**TEXT**
● ● ● ● ●

Tag Archives: bookstores

Of Thunder Boxes and the White Man’s Burden

Jack guest posts the Monday Book Review

It it was in the 1970s, or maybe even earlier, that I remember watching a TV adaptation of ‘Sword of Honor’ by Evelyn Waugh. It starred Edward Woodward and my sides were sore laughing at it. In fact I was motivated to buy the book, which is how I fell completely for Waugh’s writing.

His style is a combination of high humor and biting satire combined with truly engaging stories that won’t let you stop reading until the last word and full stop.

Since then I have read his other great works – ‘Scoop’ and ‘Black Mischief’ and found them equally hilarious and thought provoking. Of course his world-view is of his time and within the setting of the books – mostly the 1930s and 40s and the British Empire. He pokes fun in every direction and no one escapes his eagle eye. Sadly he is sometimes, nowadays, regarded as a bit ‘non P-C’ which is very unfortunate!

● ● ● ● ●

**TASK REQUIREMENTS**
Answer these questions from the book review:
(a) Which actor starred in the TV adaptation of "Sword of Honor"?
(b) Which two other works by Waugh does the review name?
(c) In which decades are most of the books set?

● ● ● ● ●

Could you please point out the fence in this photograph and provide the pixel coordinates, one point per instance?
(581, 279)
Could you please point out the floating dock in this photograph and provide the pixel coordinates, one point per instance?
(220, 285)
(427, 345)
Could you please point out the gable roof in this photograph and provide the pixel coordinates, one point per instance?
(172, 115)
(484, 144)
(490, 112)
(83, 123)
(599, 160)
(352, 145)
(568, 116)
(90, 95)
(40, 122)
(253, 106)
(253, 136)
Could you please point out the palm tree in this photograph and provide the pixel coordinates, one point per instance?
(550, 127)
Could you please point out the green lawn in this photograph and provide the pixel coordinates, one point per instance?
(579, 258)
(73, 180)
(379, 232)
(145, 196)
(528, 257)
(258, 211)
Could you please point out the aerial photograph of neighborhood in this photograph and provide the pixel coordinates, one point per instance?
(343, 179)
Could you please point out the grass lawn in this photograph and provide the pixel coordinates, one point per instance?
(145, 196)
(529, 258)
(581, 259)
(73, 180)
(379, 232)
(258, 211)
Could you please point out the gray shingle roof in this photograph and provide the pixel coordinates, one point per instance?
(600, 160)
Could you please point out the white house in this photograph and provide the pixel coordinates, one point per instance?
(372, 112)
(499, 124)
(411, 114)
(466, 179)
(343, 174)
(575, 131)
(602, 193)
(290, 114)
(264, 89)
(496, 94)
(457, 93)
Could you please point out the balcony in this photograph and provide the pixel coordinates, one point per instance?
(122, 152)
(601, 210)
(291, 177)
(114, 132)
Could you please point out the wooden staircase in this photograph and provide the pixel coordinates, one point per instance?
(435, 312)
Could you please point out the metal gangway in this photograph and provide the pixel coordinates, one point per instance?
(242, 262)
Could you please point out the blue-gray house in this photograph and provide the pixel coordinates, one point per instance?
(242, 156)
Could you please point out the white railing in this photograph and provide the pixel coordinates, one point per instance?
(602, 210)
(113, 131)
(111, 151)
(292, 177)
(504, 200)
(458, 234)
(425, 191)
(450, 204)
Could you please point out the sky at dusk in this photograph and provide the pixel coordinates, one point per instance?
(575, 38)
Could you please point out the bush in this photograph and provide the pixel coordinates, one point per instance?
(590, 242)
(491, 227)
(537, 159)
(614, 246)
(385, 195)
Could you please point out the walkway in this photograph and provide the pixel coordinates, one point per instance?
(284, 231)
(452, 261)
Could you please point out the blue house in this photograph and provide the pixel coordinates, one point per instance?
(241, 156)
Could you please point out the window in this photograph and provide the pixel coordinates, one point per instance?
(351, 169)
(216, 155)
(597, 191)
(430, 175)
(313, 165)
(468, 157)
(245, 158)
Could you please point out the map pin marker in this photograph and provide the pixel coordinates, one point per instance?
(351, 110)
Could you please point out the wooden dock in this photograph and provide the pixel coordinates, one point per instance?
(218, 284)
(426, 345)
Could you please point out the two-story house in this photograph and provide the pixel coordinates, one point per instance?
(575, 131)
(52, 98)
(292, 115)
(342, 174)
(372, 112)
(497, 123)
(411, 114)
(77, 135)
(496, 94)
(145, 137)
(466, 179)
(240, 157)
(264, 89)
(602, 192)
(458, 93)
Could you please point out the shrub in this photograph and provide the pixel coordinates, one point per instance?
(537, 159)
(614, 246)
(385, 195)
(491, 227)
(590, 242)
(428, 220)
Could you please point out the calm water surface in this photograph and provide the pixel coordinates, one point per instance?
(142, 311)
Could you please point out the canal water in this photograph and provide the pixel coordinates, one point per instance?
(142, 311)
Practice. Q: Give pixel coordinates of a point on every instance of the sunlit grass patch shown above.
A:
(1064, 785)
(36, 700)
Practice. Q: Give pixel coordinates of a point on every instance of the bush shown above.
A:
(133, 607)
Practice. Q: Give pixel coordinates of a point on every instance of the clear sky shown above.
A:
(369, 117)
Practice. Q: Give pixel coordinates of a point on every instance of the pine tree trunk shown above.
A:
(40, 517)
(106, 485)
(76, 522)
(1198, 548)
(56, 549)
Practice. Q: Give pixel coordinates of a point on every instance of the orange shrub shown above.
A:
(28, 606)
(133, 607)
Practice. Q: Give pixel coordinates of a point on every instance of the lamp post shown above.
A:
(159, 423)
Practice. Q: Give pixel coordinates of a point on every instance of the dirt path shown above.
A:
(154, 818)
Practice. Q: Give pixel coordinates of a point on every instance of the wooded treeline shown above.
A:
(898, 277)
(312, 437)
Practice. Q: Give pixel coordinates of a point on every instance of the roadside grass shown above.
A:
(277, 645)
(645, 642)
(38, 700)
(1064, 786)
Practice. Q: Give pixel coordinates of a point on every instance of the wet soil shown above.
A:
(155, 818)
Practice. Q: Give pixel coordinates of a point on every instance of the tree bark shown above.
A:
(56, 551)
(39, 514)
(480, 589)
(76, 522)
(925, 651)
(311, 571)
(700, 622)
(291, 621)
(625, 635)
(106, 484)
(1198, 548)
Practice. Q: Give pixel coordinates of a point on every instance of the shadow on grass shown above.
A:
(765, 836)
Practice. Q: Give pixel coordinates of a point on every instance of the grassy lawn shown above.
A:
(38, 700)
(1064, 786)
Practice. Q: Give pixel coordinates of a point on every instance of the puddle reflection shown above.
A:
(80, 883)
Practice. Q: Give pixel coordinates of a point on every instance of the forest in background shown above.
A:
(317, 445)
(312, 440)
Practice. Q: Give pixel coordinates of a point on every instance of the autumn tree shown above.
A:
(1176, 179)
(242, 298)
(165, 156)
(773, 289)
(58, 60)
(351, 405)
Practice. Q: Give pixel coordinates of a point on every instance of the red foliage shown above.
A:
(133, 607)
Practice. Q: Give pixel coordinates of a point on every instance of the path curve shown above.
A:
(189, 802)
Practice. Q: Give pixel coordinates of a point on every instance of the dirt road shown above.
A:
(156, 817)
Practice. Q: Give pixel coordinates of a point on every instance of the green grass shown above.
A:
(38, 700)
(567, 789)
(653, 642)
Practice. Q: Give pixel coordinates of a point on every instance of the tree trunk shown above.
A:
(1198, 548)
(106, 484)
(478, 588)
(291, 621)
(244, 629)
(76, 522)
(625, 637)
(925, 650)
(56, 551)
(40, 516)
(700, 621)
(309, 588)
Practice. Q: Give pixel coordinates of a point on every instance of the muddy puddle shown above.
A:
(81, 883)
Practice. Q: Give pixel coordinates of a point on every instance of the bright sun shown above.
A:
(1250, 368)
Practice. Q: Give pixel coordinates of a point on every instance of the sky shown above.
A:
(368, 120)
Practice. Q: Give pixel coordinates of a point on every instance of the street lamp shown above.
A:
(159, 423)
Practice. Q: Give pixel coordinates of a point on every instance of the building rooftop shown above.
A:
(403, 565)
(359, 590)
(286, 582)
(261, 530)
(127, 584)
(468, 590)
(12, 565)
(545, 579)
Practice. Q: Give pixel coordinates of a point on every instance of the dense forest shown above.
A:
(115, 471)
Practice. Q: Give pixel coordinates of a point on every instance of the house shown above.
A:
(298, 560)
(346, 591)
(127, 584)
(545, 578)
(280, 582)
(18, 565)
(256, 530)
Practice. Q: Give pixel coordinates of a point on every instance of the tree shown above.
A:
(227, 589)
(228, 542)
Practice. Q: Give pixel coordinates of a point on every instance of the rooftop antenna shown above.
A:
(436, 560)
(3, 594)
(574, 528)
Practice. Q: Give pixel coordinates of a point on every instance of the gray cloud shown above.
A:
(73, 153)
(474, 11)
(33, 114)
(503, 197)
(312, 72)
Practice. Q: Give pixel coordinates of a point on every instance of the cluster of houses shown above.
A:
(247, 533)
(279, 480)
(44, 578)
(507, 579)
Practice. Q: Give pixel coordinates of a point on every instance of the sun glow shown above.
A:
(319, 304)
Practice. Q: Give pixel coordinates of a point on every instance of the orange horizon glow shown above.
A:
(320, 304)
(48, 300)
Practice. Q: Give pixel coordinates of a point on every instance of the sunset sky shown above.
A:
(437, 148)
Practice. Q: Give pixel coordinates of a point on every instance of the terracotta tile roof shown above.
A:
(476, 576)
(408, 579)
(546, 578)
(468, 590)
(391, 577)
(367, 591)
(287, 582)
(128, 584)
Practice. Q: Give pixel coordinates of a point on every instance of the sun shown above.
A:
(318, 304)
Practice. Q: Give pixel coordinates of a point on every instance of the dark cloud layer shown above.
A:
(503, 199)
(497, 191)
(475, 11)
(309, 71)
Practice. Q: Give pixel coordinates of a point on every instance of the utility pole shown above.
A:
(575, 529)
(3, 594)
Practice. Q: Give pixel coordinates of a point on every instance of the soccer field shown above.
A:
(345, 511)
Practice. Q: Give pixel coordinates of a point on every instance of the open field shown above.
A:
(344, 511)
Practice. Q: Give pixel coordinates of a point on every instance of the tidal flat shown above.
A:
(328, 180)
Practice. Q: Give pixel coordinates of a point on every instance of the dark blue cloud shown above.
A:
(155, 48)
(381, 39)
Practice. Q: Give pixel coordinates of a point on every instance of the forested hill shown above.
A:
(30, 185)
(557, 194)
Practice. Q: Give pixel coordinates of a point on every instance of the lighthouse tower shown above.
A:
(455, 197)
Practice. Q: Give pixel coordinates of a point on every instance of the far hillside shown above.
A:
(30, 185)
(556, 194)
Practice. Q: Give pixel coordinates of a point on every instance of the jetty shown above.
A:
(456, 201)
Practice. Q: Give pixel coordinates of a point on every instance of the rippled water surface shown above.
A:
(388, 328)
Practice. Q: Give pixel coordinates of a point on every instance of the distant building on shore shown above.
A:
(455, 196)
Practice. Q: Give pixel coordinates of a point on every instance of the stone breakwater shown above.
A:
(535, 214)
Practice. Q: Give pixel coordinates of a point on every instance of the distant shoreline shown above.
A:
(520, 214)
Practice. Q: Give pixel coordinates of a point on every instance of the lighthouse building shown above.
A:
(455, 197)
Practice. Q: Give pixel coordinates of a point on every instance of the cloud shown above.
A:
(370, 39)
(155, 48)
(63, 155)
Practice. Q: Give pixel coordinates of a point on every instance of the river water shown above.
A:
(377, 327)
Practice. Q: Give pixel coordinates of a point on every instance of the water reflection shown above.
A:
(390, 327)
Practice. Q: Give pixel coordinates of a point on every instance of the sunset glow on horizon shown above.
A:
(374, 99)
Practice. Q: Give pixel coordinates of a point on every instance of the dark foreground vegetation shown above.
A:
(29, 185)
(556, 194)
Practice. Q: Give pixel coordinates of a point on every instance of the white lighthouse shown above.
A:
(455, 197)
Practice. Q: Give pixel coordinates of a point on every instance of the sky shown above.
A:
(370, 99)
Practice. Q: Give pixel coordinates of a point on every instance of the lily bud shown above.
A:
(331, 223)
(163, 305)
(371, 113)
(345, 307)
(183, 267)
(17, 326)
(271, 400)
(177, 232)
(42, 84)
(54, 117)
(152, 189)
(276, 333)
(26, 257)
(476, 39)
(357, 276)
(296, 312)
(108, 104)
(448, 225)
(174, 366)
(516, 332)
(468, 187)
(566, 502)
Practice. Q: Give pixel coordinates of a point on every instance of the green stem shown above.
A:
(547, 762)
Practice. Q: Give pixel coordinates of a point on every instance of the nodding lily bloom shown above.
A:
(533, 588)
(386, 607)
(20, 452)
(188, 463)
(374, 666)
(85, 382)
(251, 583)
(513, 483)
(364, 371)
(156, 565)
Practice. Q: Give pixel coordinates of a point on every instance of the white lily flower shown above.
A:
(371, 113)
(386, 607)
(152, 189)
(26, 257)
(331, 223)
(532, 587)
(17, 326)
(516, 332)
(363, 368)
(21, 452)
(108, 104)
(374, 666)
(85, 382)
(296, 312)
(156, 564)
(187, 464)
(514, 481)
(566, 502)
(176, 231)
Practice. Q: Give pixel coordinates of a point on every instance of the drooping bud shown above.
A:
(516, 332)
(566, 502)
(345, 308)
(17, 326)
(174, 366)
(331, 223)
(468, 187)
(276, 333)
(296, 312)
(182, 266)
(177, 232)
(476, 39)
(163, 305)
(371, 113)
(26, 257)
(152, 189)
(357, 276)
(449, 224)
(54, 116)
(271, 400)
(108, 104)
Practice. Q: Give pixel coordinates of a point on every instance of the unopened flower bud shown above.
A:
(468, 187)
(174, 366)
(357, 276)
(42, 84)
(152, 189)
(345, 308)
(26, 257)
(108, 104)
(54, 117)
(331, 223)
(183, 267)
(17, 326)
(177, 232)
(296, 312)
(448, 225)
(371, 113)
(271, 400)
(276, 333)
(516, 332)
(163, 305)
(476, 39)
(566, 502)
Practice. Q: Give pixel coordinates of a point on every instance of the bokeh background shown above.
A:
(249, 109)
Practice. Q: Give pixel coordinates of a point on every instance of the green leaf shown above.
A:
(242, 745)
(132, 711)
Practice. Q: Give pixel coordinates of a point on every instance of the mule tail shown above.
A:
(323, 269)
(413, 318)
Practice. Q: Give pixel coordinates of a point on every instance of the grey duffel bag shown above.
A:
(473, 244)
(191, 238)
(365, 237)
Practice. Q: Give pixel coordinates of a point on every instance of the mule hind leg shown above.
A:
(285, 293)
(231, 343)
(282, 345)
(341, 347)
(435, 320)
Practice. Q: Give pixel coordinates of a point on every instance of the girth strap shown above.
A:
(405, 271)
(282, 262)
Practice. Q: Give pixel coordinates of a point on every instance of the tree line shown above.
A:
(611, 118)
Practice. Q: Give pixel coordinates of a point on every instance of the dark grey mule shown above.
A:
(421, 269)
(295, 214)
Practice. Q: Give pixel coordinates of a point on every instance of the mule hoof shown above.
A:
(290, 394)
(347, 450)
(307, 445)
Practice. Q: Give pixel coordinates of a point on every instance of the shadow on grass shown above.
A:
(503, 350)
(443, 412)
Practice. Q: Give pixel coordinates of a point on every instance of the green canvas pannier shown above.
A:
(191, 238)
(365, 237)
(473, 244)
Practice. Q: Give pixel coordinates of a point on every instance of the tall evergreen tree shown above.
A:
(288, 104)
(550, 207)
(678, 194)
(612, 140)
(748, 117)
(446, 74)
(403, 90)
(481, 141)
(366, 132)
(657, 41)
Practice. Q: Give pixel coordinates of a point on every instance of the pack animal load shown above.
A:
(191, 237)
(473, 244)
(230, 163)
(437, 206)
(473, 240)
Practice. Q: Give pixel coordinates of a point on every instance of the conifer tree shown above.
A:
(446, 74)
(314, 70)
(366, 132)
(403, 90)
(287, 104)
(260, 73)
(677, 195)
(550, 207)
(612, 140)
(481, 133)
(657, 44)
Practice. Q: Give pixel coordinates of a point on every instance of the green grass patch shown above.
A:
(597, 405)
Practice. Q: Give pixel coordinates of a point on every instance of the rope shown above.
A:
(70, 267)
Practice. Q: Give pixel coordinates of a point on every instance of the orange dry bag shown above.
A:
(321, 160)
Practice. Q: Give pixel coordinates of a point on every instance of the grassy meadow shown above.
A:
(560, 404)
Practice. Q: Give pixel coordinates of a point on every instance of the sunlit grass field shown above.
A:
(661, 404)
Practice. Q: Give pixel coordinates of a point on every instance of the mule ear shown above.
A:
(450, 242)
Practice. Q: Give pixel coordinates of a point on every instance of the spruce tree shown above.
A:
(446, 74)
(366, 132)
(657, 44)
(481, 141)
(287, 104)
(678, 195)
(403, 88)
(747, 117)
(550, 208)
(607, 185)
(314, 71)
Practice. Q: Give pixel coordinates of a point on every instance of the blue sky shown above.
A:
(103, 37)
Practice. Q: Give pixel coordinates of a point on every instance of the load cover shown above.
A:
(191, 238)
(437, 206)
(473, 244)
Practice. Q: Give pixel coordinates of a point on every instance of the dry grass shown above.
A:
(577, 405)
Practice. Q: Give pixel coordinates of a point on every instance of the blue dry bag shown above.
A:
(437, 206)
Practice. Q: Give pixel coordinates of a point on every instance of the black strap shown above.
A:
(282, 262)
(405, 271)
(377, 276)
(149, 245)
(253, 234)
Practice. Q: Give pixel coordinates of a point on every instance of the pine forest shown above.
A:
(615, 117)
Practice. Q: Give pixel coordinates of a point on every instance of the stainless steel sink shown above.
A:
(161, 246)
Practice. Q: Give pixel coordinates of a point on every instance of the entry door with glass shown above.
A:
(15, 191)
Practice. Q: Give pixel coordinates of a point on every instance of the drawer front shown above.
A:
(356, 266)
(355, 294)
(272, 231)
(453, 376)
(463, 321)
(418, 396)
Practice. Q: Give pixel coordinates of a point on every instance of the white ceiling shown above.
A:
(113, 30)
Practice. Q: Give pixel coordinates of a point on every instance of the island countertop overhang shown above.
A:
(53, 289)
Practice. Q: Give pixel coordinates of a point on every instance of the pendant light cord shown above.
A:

● ● ● ● ●

**EXERCISE ANSWER**
(a) Edward Woodward
(b) "Scoop" and "Black Mischief"
(c) The 1930s and 40s